▸ Task instructions
Here is a block of entries. Write out its lines exactly, from the first through the one containing "Query: snow-laden tip of branch".

▸ Listed records
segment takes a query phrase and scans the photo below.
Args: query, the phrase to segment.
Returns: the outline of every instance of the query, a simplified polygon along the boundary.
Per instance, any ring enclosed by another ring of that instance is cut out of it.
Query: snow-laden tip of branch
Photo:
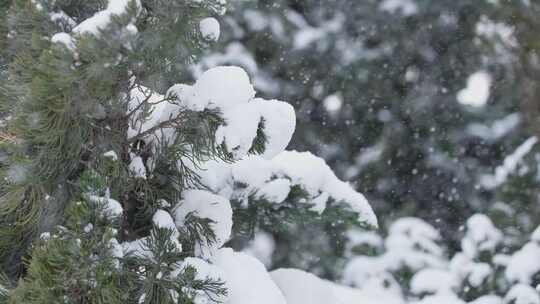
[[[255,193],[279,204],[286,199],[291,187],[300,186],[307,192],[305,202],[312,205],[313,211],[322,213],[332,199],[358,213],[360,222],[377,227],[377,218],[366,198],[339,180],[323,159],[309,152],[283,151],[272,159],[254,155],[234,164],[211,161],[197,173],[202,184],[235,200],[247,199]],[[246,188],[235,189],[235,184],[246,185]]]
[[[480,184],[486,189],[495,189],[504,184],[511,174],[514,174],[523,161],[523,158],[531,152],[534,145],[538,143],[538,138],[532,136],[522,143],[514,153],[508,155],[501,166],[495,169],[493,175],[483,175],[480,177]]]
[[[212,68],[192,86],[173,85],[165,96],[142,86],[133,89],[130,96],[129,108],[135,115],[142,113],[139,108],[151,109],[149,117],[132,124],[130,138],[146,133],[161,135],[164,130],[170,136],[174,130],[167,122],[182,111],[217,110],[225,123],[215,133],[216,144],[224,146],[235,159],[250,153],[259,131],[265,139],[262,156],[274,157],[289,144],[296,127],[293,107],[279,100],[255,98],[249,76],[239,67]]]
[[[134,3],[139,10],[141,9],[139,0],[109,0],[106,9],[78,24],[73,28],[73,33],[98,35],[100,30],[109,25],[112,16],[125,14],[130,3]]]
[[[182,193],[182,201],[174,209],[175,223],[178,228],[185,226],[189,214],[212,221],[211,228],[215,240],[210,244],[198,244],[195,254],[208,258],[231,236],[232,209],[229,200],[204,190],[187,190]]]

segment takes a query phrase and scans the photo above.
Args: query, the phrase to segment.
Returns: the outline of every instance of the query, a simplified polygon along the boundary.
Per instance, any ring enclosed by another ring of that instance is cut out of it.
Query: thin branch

▸ Answer to this task
segment takes a query phrase and scans the photo below.
Args: query, the phrase to segment.
Returns: the outline of every instance of the query, a simplified polygon along the boundary.
Per instance, any ring enclosed by another ring of that instance is cut out of it.
Query: snow-laden tip of branch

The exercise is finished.